Task data:
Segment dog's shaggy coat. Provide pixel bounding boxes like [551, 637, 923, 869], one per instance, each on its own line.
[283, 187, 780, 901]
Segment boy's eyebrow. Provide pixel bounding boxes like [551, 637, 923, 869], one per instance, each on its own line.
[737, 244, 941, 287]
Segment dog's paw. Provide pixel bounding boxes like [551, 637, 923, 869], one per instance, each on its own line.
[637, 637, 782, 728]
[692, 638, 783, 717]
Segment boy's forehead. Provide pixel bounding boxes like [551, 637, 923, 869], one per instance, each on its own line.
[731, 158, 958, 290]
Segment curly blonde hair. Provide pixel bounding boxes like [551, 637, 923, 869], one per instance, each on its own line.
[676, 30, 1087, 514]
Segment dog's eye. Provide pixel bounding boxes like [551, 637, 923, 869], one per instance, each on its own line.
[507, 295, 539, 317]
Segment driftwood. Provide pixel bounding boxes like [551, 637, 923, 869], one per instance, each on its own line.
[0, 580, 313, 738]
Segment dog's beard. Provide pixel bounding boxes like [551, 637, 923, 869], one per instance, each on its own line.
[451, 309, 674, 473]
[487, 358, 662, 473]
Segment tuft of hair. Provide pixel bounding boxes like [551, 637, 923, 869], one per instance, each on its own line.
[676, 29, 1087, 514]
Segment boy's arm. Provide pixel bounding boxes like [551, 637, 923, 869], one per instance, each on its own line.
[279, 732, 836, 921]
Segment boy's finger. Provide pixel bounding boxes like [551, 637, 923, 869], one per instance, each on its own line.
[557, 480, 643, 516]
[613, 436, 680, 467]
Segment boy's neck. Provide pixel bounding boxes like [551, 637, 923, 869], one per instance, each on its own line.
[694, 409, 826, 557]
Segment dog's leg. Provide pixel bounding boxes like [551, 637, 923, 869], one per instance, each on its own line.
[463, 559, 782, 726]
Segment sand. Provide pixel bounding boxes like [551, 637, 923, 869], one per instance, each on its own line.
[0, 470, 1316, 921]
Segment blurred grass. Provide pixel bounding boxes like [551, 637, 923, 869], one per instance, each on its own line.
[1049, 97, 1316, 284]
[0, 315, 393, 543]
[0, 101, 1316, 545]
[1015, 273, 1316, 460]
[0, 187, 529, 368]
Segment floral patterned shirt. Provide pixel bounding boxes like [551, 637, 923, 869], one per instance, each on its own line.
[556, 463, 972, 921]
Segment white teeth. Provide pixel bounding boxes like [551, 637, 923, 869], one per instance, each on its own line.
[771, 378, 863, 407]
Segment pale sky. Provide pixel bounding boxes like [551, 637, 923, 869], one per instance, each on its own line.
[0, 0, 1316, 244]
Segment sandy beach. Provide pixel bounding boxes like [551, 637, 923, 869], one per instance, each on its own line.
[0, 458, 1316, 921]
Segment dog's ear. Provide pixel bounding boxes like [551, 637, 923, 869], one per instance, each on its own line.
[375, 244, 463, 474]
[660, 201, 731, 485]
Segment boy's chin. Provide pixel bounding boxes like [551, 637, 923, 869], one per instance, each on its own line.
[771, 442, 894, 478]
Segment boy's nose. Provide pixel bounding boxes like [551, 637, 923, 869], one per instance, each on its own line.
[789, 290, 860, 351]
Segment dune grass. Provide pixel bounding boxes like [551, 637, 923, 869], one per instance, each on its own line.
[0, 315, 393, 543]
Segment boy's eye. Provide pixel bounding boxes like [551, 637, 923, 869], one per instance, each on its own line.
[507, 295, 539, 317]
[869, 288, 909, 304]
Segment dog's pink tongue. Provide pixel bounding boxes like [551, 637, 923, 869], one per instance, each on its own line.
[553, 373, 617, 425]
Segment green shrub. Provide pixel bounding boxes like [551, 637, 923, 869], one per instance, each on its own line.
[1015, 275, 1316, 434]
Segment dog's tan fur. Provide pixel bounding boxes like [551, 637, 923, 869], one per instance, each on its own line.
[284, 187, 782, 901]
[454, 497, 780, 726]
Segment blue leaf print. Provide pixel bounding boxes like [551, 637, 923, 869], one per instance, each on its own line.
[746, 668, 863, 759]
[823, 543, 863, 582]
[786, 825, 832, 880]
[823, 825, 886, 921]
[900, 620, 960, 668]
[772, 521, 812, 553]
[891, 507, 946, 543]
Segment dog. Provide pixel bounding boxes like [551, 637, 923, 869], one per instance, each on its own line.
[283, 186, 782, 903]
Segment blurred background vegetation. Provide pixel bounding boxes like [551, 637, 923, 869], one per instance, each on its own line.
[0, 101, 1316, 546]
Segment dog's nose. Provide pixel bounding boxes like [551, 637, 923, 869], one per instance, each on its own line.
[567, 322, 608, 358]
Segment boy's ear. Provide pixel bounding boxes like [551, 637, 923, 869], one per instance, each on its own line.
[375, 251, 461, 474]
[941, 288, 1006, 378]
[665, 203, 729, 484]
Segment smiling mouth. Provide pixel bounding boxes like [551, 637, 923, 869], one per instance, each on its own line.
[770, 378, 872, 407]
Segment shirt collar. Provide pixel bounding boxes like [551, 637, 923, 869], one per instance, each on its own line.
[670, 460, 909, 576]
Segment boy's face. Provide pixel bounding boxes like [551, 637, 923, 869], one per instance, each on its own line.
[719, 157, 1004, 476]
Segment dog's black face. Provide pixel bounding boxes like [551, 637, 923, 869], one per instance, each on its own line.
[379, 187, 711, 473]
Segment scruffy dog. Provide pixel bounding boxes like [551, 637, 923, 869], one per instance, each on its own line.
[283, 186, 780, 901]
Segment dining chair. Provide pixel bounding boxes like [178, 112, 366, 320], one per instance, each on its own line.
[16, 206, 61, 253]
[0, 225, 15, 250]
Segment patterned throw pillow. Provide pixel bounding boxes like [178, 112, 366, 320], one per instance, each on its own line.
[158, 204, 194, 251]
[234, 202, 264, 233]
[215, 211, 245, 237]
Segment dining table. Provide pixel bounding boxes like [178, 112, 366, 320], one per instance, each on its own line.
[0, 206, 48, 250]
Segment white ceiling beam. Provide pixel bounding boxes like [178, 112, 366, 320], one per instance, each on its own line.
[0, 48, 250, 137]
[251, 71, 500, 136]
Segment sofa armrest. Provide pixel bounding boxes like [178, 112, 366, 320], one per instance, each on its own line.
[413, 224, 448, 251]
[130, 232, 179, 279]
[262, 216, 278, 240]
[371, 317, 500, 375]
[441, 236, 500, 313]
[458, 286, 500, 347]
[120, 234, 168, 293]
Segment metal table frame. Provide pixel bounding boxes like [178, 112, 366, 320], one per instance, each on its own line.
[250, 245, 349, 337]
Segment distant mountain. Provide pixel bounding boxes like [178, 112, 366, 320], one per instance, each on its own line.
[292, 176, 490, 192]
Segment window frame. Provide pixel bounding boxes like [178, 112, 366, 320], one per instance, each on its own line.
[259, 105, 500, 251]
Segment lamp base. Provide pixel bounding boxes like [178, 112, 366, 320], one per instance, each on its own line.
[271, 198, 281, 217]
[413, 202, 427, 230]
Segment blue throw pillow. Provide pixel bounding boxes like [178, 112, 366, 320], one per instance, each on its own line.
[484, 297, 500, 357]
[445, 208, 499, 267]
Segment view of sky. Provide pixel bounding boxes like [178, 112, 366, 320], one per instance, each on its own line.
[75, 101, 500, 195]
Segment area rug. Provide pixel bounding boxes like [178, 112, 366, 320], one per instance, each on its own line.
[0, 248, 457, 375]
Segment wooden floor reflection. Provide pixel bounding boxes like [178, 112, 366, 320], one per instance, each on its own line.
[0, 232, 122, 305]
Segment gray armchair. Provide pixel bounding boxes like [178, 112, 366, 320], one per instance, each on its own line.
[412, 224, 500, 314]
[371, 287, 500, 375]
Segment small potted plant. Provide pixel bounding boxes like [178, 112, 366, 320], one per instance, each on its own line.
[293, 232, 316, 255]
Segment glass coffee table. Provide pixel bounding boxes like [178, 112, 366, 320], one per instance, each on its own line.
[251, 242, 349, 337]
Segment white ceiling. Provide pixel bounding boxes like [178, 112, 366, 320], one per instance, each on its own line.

Exercise: Rewrite the data from the line containing "Segment view of" down to the line containing "[0, 232, 122, 305]", replacing "area rug" with "carpet" and changing nothing else.

Expected output:
Segment view of sky. Provide pixel bounding boxes like [178, 112, 366, 320], one per instance, each on its own line.
[75, 101, 500, 195]
Segment carpet. Provide pixel bounding boxes like [178, 112, 366, 320], one per instance, each on its own line.
[0, 248, 457, 375]
Segment wooden floor reflection. Provide pixel bounding boxes like [178, 112, 366, 320], one per instance, each on its own line.
[0, 232, 122, 305]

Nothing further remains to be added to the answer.